▶ **Instructions to follow**
Only those lines running from the line that contains "[point] every instance of the watch" through the end of the material are to be written out, each exactly as shown.

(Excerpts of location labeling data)
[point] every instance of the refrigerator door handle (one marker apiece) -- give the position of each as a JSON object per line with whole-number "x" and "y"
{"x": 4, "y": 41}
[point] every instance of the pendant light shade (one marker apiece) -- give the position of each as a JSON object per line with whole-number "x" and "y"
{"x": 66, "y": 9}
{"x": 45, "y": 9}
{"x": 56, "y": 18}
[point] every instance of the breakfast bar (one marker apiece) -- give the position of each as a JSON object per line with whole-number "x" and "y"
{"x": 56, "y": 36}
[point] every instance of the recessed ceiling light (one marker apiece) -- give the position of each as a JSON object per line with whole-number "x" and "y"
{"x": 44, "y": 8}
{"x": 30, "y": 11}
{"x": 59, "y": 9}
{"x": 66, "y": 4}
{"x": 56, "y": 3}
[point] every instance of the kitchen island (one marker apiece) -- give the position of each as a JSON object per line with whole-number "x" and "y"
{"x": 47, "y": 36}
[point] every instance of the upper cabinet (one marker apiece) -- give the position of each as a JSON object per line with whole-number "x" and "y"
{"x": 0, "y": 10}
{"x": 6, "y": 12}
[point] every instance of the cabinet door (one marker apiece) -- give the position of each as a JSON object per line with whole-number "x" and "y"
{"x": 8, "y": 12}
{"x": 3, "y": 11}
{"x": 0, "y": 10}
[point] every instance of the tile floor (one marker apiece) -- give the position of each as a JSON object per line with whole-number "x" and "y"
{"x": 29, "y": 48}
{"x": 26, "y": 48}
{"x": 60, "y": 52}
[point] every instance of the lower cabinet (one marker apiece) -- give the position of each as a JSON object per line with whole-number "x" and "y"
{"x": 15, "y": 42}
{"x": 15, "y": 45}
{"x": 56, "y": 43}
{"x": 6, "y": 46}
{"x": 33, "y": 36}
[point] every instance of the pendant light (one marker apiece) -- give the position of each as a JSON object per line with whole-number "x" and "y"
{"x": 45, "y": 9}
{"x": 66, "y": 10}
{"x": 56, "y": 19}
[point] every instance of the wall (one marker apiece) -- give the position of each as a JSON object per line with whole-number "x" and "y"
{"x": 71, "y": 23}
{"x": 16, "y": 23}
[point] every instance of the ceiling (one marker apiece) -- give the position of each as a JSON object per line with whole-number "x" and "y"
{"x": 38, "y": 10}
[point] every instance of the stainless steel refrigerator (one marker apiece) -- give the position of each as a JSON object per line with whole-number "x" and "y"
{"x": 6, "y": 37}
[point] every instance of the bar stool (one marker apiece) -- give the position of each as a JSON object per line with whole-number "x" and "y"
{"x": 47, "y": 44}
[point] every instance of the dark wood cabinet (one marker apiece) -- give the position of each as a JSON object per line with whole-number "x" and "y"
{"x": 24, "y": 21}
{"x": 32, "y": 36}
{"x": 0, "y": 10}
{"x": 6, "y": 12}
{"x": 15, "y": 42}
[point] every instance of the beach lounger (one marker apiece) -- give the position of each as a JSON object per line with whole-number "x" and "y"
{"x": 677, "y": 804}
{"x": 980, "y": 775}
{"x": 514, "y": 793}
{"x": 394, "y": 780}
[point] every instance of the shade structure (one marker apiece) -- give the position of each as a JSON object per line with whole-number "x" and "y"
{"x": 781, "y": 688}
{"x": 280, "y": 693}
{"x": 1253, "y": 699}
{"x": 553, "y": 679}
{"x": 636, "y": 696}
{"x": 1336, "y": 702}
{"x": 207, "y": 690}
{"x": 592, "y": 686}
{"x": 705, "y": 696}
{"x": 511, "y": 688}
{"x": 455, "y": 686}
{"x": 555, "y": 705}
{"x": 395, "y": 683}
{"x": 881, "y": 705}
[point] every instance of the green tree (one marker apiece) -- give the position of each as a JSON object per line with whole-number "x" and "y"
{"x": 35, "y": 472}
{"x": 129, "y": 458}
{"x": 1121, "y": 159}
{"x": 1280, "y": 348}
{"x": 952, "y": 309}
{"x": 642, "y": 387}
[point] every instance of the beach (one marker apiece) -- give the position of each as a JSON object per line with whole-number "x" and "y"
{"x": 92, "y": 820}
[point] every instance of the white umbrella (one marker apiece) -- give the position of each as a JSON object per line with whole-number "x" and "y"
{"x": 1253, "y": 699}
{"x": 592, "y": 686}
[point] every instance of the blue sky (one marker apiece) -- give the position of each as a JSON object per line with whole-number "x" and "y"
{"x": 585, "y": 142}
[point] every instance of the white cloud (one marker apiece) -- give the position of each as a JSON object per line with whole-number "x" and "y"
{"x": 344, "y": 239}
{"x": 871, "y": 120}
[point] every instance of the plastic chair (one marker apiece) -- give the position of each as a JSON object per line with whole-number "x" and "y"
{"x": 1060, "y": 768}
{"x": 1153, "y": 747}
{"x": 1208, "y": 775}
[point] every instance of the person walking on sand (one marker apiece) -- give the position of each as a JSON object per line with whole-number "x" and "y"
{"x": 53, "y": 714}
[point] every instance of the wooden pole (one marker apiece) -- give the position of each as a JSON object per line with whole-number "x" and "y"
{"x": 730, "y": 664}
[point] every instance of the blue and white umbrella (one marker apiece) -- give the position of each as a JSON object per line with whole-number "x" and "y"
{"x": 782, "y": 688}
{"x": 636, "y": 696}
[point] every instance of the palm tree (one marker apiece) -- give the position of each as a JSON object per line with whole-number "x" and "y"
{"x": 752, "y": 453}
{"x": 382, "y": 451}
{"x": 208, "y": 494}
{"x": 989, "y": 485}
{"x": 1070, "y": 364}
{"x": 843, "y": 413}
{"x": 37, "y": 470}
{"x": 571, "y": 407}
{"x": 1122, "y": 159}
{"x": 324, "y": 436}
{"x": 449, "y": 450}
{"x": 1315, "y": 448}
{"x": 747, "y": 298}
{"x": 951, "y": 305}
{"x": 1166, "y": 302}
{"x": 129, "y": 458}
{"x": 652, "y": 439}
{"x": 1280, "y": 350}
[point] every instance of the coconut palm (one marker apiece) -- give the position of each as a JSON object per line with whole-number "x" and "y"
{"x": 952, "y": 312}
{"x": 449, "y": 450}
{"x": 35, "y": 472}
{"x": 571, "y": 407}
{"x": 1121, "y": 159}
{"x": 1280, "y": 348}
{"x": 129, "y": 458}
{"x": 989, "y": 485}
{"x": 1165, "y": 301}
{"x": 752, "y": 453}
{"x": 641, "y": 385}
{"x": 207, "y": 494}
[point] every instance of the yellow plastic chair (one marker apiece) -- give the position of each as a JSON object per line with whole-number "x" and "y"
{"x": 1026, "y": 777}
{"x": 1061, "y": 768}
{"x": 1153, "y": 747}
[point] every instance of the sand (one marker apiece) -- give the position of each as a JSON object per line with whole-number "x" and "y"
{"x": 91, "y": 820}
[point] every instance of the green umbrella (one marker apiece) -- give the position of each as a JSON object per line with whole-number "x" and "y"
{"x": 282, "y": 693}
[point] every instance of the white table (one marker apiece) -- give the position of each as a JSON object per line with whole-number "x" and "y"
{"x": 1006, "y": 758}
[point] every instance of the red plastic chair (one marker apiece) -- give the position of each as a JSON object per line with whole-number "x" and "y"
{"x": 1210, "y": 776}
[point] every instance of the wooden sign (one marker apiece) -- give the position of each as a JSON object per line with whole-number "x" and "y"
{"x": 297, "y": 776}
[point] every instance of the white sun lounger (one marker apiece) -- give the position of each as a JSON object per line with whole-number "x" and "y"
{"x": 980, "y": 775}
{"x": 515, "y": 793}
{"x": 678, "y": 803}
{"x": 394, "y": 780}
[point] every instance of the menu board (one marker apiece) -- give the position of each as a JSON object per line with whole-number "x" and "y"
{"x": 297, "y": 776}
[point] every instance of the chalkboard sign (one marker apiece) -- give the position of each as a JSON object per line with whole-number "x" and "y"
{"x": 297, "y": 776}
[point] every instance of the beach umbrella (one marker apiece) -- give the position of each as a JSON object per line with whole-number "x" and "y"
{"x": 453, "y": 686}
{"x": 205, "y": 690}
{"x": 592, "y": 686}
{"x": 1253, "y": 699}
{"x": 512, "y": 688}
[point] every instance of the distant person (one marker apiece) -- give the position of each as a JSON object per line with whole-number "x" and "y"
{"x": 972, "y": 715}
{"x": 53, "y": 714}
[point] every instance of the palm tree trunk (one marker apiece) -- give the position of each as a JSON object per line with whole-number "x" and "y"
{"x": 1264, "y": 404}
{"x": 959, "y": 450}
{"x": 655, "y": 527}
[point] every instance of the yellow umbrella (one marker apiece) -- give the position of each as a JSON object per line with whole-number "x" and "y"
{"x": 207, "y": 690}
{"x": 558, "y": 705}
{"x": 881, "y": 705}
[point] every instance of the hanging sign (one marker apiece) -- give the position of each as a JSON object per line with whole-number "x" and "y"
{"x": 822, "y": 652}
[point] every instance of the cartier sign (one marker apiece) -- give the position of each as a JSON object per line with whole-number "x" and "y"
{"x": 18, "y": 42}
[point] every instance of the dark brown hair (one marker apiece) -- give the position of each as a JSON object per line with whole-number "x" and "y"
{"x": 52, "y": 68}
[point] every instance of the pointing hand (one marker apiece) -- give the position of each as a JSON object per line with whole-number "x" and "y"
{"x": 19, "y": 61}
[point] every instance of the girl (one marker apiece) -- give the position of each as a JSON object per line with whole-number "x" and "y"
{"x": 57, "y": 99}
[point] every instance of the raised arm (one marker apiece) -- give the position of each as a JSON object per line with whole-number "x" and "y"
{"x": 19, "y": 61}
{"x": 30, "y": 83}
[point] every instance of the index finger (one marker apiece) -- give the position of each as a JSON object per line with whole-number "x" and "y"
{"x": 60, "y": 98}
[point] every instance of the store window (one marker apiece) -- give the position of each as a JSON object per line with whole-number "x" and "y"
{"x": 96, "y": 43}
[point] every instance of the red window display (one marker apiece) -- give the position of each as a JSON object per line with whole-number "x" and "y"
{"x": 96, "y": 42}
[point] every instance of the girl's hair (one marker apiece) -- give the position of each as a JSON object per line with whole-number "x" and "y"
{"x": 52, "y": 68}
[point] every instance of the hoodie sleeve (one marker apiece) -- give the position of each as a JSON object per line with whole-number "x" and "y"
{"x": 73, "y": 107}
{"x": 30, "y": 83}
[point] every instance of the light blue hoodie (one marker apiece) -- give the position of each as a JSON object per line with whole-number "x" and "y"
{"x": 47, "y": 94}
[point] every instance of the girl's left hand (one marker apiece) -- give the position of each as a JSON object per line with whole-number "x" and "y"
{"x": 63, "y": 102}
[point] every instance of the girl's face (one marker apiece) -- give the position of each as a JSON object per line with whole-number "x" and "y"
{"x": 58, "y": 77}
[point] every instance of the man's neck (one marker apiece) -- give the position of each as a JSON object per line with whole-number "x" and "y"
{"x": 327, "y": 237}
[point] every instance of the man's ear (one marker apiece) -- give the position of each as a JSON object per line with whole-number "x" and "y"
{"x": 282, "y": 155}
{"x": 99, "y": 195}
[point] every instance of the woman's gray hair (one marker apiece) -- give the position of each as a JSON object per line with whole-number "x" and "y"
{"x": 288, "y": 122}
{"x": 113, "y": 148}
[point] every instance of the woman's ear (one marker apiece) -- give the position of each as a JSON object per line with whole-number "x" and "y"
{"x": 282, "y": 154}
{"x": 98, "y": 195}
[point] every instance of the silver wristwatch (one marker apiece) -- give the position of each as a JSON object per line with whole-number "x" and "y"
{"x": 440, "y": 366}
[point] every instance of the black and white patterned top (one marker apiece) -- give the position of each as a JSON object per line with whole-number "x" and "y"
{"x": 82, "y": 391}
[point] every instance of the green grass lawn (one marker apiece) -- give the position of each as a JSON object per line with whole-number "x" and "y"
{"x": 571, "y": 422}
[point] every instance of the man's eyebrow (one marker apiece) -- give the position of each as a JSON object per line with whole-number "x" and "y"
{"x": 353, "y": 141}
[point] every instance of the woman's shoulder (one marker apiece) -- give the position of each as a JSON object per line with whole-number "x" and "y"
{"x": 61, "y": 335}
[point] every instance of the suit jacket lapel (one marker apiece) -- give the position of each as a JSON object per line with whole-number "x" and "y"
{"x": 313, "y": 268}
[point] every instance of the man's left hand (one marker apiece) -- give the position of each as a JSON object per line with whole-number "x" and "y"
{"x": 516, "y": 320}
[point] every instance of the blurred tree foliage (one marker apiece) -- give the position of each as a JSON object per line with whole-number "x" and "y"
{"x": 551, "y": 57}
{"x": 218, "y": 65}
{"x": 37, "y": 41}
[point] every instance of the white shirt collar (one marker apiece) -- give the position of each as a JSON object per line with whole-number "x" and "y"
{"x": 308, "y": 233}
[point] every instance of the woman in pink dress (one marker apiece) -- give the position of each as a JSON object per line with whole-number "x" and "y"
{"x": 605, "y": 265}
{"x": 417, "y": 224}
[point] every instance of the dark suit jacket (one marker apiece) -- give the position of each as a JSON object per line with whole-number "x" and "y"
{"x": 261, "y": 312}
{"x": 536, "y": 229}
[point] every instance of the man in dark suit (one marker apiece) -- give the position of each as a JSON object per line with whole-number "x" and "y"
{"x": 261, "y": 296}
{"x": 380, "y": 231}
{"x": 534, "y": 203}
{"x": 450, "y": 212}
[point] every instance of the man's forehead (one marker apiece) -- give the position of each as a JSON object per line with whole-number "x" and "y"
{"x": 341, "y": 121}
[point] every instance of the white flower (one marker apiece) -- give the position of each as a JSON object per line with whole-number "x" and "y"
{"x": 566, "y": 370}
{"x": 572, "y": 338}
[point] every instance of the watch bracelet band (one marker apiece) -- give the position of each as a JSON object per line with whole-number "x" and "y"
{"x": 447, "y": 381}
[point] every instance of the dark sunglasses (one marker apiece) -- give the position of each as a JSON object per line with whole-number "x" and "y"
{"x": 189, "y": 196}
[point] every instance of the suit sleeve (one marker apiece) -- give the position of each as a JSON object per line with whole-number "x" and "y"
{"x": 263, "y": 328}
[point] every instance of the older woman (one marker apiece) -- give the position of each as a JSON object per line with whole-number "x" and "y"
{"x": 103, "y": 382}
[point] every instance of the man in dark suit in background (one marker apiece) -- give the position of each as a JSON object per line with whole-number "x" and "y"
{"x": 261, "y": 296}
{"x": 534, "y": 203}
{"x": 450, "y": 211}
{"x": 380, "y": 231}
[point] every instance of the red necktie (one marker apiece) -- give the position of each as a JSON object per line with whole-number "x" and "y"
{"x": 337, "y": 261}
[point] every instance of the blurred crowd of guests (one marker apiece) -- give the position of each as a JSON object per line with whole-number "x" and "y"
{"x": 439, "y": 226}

▶ **Right answer**
[point] every instance of the watch bracelet band (one marker apiece) -- give the position of each as a JSON object per line with whole-number "x" and "y"
{"x": 447, "y": 381}
[point] every instance of the dark sunglasses (one marker apiece) -- give the position of each as a JSON object per line with whole-number "x" and "y"
{"x": 189, "y": 196}
[point] every instance of the suit sleeve (one marker apiece) -- give the position of each as a JSON object per line with whole-number "x" and "y"
{"x": 263, "y": 328}
[point] every instance of the older woman (one marker apiece) -- give the position of each as a JSON object per line with whole-number "x" and "y"
{"x": 103, "y": 382}
[point] every instance of the man in dark suit in background (one marker apiece) -- give the position of each as a JSON object per line with whole-number "x" and "y"
{"x": 261, "y": 296}
{"x": 534, "y": 203}
{"x": 450, "y": 211}
{"x": 380, "y": 231}
[point] every instance of the red necktie (one marker apiece) -- give the position of each as a JSON object per line with whole-number "x" and "y"
{"x": 337, "y": 261}
[point] every instance of the blurred crowd of guests (one marker apiece) -- give the position of each as a JSON object per line with whole-number "x" and "y"
{"x": 439, "y": 226}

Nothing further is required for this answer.